--- WAT JE DOET ---
Zet alle regels van het materiaal om in een Markdown-tabel met de kolommen Nr en Regel, met per rij een volgnummer en de regel zelf. Laat lege regels weg.

--- MATERIAAL VOOR OEFENING ---

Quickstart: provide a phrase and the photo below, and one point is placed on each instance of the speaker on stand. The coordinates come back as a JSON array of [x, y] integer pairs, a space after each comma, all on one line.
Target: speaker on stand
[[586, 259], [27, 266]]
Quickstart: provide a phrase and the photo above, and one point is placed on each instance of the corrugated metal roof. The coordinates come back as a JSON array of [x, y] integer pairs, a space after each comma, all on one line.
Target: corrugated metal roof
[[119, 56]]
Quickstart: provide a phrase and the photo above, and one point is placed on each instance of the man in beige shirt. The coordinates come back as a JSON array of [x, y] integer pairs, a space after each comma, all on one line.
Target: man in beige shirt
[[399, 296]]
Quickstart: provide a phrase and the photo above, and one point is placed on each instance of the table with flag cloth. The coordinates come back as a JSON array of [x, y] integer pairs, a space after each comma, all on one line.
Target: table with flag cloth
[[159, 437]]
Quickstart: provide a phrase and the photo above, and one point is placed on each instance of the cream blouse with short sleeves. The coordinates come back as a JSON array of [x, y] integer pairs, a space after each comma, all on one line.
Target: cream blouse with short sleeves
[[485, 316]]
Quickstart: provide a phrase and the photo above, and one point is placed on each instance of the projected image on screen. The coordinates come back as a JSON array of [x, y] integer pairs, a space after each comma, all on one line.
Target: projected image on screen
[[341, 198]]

--- HET ANTWOORD ---
| Nr | Regel |
|---|---|
| 1 | Quickstart: provide a phrase and the photo below, and one point is placed on each instance of the speaker on stand. The coordinates come back as a JSON array of [x, y] integer pairs, a space after each comma, all on one line. |
| 2 | Target: speaker on stand |
| 3 | [[586, 259], [27, 266]] |
| 4 | Quickstart: provide a phrase and the photo above, and one point is placed on each instance of the corrugated metal roof. The coordinates come back as a JSON array of [x, y] integer pairs, a space after each comma, all on one line. |
| 5 | Target: corrugated metal roof |
| 6 | [[119, 56]] |
| 7 | Quickstart: provide a phrase and the photo above, and one point is placed on each instance of the man in beige shirt. The coordinates come back as a JSON array of [x, y] integer pairs, a space after each comma, all on one line. |
| 8 | Target: man in beige shirt |
| 9 | [[399, 296]] |
| 10 | Quickstart: provide a phrase and the photo above, and one point is placed on each instance of the table with flag cloth. The coordinates come back as a JSON array of [x, y] integer pairs, a space after each comma, all on one line. |
| 11 | Target: table with flag cloth |
| 12 | [[159, 437]] |
| 13 | Quickstart: provide a phrase and the photo above, and one point is placed on each instance of the cream blouse with short sleeves. The coordinates come back as a JSON array of [x, y] integer pairs, a space after each comma, all on one line. |
| 14 | Target: cream blouse with short sleeves |
| 15 | [[485, 316]] |
| 16 | Quickstart: provide a phrase and the photo above, and one point is placed on each instance of the projected image on screen. The coordinates come back as a JSON array of [x, y] integer pairs, a space after each comma, all on one line. |
| 17 | Target: projected image on screen |
| 18 | [[341, 198]] |